━━ Data excerpts

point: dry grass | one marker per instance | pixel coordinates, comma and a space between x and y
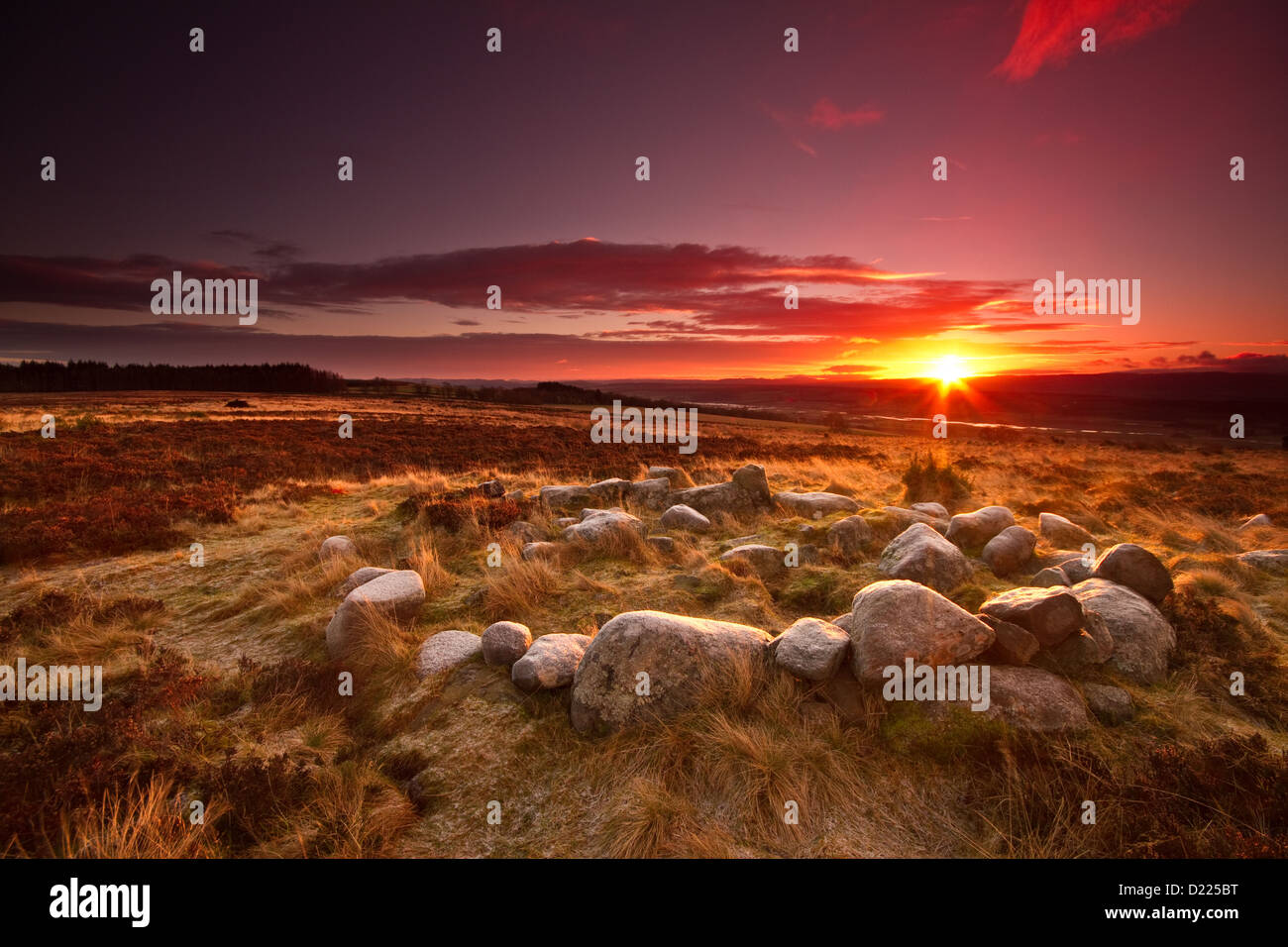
231, 697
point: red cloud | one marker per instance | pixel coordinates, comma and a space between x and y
1051, 30
825, 115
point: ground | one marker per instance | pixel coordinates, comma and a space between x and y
219, 688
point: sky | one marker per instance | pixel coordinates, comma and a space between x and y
767, 169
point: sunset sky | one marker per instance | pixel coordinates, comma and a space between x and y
768, 167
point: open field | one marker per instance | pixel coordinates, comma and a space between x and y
219, 686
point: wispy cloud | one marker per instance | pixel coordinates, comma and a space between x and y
1051, 30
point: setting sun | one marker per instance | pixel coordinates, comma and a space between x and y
949, 369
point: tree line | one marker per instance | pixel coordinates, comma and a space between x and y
101, 376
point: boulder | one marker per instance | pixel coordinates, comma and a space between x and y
395, 595
971, 530
446, 651
1074, 566
604, 527
662, 544
1050, 615
903, 518
361, 577
649, 493
673, 474
1061, 532
1013, 646
815, 505
609, 491
898, 618
1142, 639
505, 642
1134, 567
1010, 551
526, 532
682, 517
550, 663
565, 497
845, 622
922, 556
811, 648
1112, 705
1034, 699
684, 659
746, 492
1050, 577
539, 551
1086, 648
849, 536
1266, 560
336, 548
765, 561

━━━━

**The problem**
Write out, word for word, the line that contains "point: open field" and every line after it through the last line of the listing.

**Solved problem**
point: open field | one marker per instance | pixel coordinates, comma and a space between x and y
219, 686
point: wispy cloud | one marker per instance | pixel coordinates, comma and a space between x and y
1051, 30
point: setting sun | one marker per instance | pixel coordinates, comma and a space between x and y
949, 369
point: tree line | one marker per instance | pixel coordinates, comma and a space between x and y
101, 376
point: boulder | one marker per instance | pixel coordinates, comma and a space between x and y
395, 595
971, 530
446, 651
1074, 566
604, 527
662, 544
1050, 615
903, 518
361, 577
649, 493
673, 474
1061, 532
1013, 646
815, 505
609, 491
898, 618
1142, 639
505, 642
1134, 567
1010, 551
526, 532
682, 517
550, 663
565, 497
845, 622
922, 556
811, 648
1112, 705
1034, 699
684, 659
746, 492
1050, 577
539, 551
1086, 648
849, 536
1266, 560
336, 548
765, 561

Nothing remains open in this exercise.